SHORT EXERCISE 1 →
Locate every line in the listing that contains the word "shirt" and copy each one.

SOURCE EXCERPT →
+===+

Effect of Fluence and Multi-Pass on Groove Morphology and Process Efficiency of Laser Structuring for 3D Electrodes of Lithium-Ion Batteries

Abstract

Lithium-ion batteries (LIBs) are widely used as energy storage systems. With the growing interest in electric vehicles, battery performance related to traveling distance has become more important. Therefore, there are various studies going on to achieve high-power and high-energy batteries. Laser structuring of electrodes involves a groove being produced on electrodes by a laser. This technique was used to show that battery performance can be enhanced due to improving Li-ion diffusion. However, there is a lack of studies about the morphological variation of grooves and process efficiency in laser parameters in the laser structuring of electrodes. In this study, the LiFePO₄ cathode is structured by a nanosecond laser to analyze the morphological variation of grooves and process efficiency depending on laser fluence and the number of passes. First, the various morphologies of grooves are formed by a combination of fluences and the number of passes. At a fluence of 0.86 J/cm² and three passes, the maximum aspect ratio of 1.58 is achieved and the surface area of structured electrodes is greater than that of unstructured electrodes. Secondly, three ablation phenomena observed after laser structuring are classified according to laser parameters through SEM images and EDX analysis. Finally, we analyze the amount of active material removal and process efficiency during laser structuring. In conclusion, applying low fluence and multi-pass is assumed to be advantageous for laser structuring of electrodes.

1. Introduction

Currently, rechargeable batteries such as lead–acid, nickel metal, and lithium-ion batteries (LIBs) are an essential part of smartphones, tablets, laptops, power tools, and electric vehicles. Among them, LIBs are mainly applied in various electric devices because of their relatively high energy density, high power density, cycle stability, and low memory effect [1,2]. In addition, the LIB market size is gradually expanding as wireless products are popular due to convenience, and demand for electric vehicles increases due to environmental concerns. However, there are some issues in LIBs, such as stability, energy density, and power density. In particular, electric vehicles still have a relatively shorter traveling distance and slower battery charge time than internal combustion vehicles. Thus, improving the energy density and power density of LIBs is essential to increase the performance of electric vehicles.

Several studies have been conducted to improve battery performance. Junke et al. [3] fabricated nitrogen-doped coated LiFePO₄ by pyrolyzation treatment with egg and reported that the nitrogen-doped carbon layer effectively promoted electron and Li-ion transportation. Zelang et al. [4] fabricated an Al₂O₃-coated LiCoO₂ cathode by the sol–gel method. The Al₂O₃ inhibited material decomposition and cobalt diffusion of the LiCoO₂ cathode so that the energy density and cycle life of the LiCoO₂ cathode were improved. As mentioned above, many researchers are making great efforts to improve the properties of the active material.

+===+

RAW RECORDS →
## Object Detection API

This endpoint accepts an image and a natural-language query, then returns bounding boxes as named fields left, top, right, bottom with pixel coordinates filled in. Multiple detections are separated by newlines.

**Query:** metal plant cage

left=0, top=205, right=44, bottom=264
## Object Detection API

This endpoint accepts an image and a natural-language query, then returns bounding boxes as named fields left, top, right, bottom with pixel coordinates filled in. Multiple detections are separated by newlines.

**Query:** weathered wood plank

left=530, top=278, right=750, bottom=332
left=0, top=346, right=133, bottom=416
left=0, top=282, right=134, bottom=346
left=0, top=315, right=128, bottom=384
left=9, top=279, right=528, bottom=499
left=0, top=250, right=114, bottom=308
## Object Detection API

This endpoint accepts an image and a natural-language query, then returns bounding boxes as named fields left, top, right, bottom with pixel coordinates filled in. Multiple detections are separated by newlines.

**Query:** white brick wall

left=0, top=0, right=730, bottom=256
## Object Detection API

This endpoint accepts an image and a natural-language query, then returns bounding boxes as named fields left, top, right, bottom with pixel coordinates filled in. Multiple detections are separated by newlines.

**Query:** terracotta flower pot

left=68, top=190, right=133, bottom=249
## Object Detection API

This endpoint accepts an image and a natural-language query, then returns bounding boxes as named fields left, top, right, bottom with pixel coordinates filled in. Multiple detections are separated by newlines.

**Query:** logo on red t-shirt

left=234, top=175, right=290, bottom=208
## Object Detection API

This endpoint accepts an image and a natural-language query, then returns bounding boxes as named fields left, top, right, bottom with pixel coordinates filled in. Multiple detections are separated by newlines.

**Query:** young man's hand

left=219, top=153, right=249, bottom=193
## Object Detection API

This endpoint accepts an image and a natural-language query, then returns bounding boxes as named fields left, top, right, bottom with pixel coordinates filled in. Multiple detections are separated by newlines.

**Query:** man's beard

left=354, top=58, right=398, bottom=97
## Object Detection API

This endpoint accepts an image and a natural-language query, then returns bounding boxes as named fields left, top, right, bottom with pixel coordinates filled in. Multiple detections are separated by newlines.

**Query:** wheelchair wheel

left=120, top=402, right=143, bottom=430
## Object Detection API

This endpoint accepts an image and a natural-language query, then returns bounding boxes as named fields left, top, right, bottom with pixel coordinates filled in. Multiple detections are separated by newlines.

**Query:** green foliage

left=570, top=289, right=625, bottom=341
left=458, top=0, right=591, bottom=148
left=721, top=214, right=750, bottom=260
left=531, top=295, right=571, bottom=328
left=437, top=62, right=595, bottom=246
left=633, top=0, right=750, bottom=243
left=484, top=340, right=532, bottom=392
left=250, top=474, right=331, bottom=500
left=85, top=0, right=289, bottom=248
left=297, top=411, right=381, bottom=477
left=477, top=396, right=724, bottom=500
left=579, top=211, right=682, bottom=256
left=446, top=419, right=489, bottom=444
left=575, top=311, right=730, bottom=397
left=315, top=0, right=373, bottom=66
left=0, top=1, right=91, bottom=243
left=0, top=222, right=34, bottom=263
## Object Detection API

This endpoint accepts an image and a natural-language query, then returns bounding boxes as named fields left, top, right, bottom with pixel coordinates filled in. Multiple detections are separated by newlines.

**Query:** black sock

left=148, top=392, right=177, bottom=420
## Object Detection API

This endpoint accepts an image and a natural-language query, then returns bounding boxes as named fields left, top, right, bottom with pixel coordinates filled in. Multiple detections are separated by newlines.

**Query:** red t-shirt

+===+

SHORT EXERCISE 2 →
Go on with the article on laser structuring of lithium-ion battery electrodes, starting after its last sentence.

FINAL ANSWER 1 →
**Query:** logo on red t-shirt
**Query:** red t-shirt

FINAL ANSWER 2 →
Meanwhile, the solution of the electrode structure, as well as the improvement of active material, is needed for high-energy and high-power of density LIBs. The energy density in LIBs increases as the amount of active material, which is the major electrochemical reaction, increases. However, when the amount of active material increases, the electrodes will be thicker, or porosity will decrease. As a result, the Li-ion diffusion distance is longer, and the wettability of electrodes is poor. These phenomena lead to reduced power density in LIBs. In short, energy density and power density have a trade-off relationship [5].

A three-dimensional (3D) electrode has been proposed to effectively overcome the issues related to battery performance, such as high interelectrode ohmic resistances resulting from longer diffusion distance, and high volume change due to lithium-ion insertion. This is because the 3D electrodes provide an additional Li-ion diffusion path and empty space in comparison to conventional 2D electrodes. The additional paths improve the Li-ion diffusion and wettability of electrodes, and the empty space on electrodes relieves mechanical stress by the volume changes [6,7,8].

Recently, laser processing has been partially applied in battery manufacturing, such as electrode cutting and battery tab and case welding, because it is possible to obtain a precise and fast process with high energy density [9,10,11,12,13,14,15,16,17,18]. In addition, laser processing has been reported as a technology that can effectively manufacture 3D electrodes. Many researchers are also working to introduce laser structuring of electrodes into the battery manufacturing process. Park et al. [19] produced grooves by a laser on LiNi_0.5Mn_0.3Co_0.2O₂ cathodes with various thicknesses (100~210 $\mathsf{\mu }\mathrm{m}$) and porosities (26~50$\%$). The authors reported that the Li-ion diffusion and polarization of LiNi_0.5Mn_0.3Co_0.2O₂ cathodes improved through laser structuring, so the rate capability of cell was enhanced. Mangang et al. [20] compared the aspect ratio of the groove formed on LiFePO₄ cathodes according to pulse duration (350 $\mathrm{fs}$, 7 $\mathrm{ps}$, 8 $\mathrm{ns}$, 200$\mathrm{ns}$). The authors obtained the highest aspect ratio using a shorter pulse and the power density of structured LiFePO₄ cathodes with 350 $\mathrm{fs}$ had the largest rate capacity improvement. Previous research mainly used a femtosecond laser, which requires high initial investment. In addition, there is a lack of analysis of various laser parameters on groove morphology, the amount of active material removal, and process efficiency.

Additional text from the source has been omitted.